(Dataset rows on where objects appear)
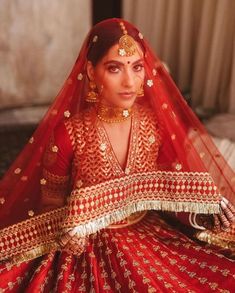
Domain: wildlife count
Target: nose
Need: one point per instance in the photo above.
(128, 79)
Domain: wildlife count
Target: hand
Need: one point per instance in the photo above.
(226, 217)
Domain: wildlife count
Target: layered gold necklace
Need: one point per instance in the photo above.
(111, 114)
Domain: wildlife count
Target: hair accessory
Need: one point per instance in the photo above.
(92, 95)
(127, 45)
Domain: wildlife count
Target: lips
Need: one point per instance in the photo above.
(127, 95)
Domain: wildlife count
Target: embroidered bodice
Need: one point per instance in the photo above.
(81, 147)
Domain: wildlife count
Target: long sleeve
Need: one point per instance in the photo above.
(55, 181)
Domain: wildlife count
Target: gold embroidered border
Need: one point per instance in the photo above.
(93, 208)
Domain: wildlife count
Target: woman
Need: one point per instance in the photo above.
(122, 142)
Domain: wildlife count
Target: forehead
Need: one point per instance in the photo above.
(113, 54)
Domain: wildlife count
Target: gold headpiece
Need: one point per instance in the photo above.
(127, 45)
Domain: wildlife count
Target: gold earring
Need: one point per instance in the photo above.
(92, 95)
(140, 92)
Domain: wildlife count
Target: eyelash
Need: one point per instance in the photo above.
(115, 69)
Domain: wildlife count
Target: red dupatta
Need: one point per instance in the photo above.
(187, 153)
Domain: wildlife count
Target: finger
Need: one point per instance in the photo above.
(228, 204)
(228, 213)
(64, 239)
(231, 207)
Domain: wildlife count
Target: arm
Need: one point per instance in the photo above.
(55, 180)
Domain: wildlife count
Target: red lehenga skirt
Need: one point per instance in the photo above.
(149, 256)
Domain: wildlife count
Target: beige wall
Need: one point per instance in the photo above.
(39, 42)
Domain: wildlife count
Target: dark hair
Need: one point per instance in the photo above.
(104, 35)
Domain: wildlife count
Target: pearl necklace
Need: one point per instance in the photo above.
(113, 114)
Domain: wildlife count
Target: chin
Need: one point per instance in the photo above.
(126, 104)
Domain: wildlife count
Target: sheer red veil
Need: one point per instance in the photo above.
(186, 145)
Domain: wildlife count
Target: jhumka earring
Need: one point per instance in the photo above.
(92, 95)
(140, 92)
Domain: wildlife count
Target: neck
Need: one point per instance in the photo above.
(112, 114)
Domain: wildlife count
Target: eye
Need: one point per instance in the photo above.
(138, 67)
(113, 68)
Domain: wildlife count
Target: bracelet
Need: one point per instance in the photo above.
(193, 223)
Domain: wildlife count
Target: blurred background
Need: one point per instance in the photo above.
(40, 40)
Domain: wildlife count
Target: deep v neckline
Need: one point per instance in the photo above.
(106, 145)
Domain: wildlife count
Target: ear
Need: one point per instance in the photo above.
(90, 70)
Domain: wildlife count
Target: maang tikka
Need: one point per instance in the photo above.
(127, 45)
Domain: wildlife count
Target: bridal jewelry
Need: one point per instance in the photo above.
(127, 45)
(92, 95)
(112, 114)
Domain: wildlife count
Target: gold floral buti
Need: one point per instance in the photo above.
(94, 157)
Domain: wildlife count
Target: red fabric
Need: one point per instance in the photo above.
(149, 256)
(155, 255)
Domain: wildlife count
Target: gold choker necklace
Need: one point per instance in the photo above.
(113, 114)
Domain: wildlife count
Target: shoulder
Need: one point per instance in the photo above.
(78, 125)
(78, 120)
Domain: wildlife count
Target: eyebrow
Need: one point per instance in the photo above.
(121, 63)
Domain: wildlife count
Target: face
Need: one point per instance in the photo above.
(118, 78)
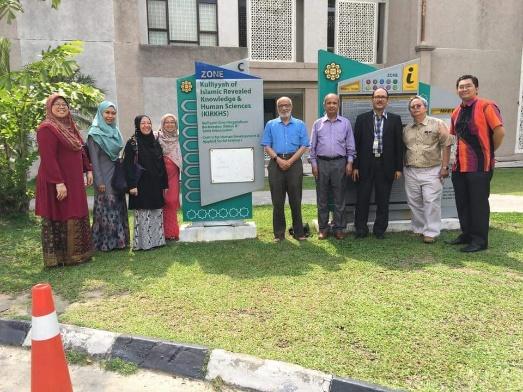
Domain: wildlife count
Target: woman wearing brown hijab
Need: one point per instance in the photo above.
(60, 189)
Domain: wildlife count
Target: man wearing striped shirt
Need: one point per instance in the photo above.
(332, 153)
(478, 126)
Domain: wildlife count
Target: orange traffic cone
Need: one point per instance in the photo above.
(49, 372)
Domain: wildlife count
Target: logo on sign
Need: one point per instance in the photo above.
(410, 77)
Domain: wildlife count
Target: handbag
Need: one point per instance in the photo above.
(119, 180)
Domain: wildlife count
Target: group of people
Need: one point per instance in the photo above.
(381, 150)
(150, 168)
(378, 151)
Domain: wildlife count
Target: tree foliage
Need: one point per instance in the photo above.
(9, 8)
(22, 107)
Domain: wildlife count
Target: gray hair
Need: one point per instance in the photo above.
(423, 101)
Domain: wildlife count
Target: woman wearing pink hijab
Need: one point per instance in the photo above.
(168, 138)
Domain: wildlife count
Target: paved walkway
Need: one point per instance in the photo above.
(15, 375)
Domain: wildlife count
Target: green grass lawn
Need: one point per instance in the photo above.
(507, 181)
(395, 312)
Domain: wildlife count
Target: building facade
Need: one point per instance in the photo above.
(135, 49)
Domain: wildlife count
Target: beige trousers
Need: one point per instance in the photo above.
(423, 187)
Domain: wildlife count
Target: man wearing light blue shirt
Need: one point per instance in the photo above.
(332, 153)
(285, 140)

---

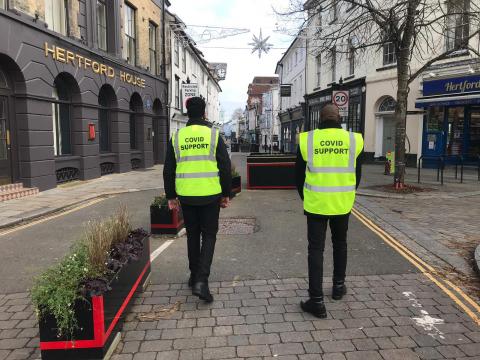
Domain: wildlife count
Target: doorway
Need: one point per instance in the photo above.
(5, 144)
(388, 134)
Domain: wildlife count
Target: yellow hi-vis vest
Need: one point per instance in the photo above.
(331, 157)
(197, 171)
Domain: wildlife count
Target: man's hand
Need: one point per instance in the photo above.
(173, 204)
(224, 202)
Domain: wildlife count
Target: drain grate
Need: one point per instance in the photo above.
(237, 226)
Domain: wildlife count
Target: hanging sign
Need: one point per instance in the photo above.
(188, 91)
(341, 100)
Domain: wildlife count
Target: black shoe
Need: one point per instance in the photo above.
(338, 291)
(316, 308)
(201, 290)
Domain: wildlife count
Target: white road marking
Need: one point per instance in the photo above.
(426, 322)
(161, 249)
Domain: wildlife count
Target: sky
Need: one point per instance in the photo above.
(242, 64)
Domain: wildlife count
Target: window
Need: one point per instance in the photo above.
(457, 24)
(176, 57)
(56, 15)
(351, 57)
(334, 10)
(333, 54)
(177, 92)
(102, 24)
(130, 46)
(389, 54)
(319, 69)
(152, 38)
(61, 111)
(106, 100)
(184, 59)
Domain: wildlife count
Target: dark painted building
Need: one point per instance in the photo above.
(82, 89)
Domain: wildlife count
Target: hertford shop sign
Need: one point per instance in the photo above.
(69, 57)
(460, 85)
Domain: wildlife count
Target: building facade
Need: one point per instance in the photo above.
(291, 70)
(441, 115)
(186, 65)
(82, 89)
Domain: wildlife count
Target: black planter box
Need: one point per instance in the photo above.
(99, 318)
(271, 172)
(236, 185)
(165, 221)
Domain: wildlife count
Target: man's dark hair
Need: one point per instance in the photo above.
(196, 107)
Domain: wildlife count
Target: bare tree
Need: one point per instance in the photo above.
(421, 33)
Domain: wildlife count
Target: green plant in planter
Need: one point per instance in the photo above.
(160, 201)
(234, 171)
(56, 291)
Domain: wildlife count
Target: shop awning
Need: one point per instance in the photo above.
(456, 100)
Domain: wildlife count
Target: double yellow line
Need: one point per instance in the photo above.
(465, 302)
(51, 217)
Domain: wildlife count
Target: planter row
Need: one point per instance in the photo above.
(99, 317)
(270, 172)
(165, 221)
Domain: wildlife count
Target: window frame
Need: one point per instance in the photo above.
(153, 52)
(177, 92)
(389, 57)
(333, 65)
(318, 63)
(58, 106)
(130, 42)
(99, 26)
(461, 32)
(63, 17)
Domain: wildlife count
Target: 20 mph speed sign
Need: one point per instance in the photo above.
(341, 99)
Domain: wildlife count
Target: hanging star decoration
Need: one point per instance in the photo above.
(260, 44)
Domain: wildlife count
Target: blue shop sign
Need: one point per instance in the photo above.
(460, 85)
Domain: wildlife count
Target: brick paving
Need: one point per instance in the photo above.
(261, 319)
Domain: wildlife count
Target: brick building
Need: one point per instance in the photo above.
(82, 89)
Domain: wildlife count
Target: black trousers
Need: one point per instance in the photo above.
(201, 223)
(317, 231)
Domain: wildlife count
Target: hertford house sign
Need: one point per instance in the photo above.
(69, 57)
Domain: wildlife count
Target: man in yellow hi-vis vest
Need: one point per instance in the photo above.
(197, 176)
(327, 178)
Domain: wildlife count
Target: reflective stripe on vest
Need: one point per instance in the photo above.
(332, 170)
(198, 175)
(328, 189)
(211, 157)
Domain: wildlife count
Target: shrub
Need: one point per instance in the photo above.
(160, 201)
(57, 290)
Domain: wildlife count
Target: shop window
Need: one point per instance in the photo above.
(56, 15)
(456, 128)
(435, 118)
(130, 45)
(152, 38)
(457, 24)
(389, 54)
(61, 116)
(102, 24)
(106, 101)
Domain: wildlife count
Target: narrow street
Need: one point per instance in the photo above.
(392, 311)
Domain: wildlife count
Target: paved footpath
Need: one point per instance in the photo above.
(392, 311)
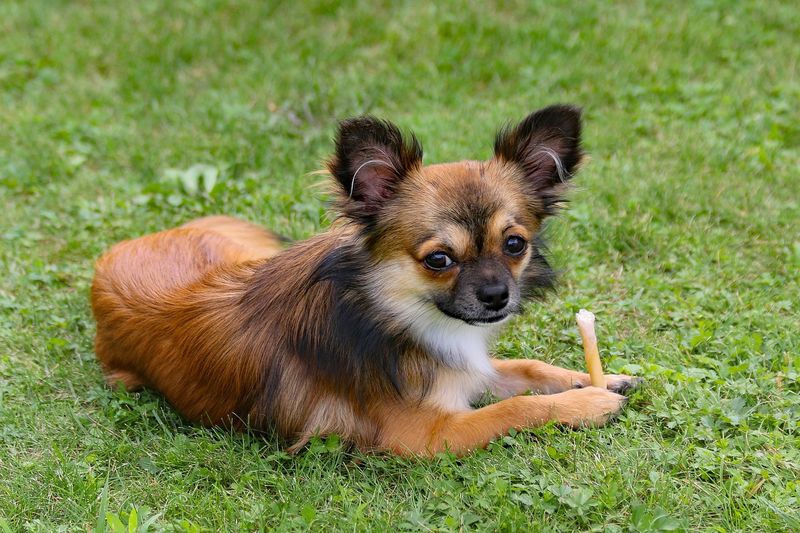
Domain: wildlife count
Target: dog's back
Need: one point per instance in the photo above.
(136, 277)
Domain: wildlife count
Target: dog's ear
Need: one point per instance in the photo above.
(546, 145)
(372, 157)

...

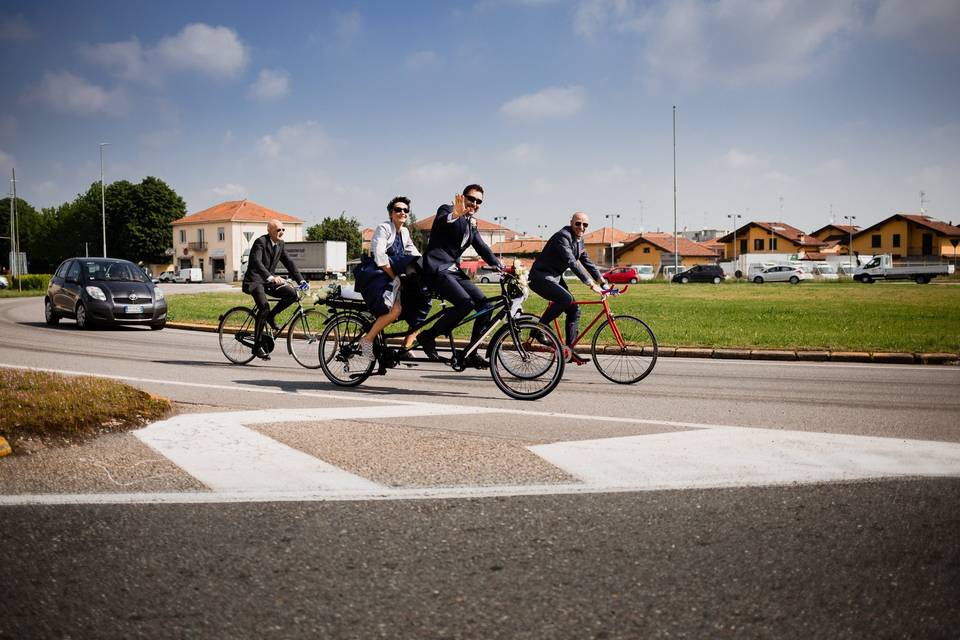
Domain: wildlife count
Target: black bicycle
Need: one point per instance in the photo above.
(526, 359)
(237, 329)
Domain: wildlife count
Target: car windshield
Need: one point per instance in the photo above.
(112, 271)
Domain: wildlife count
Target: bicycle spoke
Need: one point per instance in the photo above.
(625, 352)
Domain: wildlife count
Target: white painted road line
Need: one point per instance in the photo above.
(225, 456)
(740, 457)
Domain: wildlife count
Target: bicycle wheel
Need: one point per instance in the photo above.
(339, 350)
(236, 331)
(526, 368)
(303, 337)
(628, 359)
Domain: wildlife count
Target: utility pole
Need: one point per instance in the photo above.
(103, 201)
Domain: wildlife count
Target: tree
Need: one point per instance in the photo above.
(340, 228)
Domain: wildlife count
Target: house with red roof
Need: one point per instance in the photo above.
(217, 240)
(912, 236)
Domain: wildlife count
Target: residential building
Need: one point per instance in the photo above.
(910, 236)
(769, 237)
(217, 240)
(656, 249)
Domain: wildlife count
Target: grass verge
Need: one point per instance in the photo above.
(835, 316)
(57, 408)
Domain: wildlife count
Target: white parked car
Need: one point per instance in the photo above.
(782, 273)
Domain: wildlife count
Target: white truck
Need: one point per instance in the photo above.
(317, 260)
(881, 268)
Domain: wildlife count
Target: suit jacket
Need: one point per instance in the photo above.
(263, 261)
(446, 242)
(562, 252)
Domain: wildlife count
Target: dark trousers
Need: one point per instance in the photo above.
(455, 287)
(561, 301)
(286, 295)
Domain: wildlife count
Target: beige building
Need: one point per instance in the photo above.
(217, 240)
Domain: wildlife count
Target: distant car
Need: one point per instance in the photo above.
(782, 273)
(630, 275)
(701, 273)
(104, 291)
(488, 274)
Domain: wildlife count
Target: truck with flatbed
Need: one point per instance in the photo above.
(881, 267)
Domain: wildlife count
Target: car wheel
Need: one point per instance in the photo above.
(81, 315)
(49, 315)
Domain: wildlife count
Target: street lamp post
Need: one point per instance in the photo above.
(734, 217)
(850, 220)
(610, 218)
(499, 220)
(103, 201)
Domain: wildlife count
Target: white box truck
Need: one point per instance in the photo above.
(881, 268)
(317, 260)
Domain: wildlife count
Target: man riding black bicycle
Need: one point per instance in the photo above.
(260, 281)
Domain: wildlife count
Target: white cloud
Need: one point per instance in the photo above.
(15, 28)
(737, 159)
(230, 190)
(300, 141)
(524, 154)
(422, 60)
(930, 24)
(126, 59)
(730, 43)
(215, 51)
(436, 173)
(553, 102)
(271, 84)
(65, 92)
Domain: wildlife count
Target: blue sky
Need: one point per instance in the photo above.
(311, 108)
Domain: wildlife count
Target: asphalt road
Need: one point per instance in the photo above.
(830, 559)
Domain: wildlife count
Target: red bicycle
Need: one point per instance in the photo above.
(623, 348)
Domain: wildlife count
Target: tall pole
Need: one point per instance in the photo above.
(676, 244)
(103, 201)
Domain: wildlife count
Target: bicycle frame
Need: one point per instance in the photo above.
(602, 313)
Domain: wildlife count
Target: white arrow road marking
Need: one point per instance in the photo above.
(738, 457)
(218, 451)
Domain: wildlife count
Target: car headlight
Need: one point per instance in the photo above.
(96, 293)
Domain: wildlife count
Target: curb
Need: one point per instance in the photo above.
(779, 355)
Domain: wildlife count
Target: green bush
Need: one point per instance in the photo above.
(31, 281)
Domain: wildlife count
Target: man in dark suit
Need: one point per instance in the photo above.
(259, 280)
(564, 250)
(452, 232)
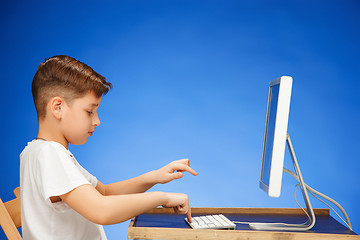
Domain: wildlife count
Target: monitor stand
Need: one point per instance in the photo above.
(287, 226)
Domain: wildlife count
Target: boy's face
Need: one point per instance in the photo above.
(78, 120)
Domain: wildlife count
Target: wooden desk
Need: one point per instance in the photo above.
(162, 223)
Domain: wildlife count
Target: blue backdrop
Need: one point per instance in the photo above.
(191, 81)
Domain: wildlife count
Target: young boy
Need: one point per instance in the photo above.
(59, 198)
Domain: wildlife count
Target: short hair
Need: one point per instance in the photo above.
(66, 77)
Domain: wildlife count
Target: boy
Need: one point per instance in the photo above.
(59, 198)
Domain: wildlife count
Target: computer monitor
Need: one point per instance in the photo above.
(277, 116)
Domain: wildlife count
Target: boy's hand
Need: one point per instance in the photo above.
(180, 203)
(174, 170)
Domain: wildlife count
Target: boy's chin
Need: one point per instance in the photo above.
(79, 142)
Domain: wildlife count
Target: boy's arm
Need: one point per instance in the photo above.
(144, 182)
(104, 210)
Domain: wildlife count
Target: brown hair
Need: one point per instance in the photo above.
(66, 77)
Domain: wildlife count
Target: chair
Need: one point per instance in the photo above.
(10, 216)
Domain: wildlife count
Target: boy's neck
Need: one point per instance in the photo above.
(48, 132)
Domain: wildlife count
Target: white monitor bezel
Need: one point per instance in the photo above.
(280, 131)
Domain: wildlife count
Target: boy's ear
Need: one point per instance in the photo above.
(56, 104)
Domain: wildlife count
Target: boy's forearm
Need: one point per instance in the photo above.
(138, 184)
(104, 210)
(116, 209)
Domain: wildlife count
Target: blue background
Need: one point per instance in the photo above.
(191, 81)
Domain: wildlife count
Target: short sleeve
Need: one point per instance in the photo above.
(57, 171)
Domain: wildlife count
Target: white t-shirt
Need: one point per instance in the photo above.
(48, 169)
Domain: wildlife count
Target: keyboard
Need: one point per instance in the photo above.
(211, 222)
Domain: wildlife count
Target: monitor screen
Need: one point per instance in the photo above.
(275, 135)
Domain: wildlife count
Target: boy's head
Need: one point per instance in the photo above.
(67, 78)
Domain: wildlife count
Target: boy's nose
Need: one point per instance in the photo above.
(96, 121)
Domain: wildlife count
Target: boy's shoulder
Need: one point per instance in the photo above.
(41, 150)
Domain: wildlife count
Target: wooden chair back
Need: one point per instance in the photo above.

◆ TASK
Locate every line in the records that contains the word "woman", treating uppercase and lowercase as different, and copy each of those lines.

◆ OUTPUT OF THE TASK
Target: woman
Target: woman wearing brown hijab
Target: woman wearing pink hijab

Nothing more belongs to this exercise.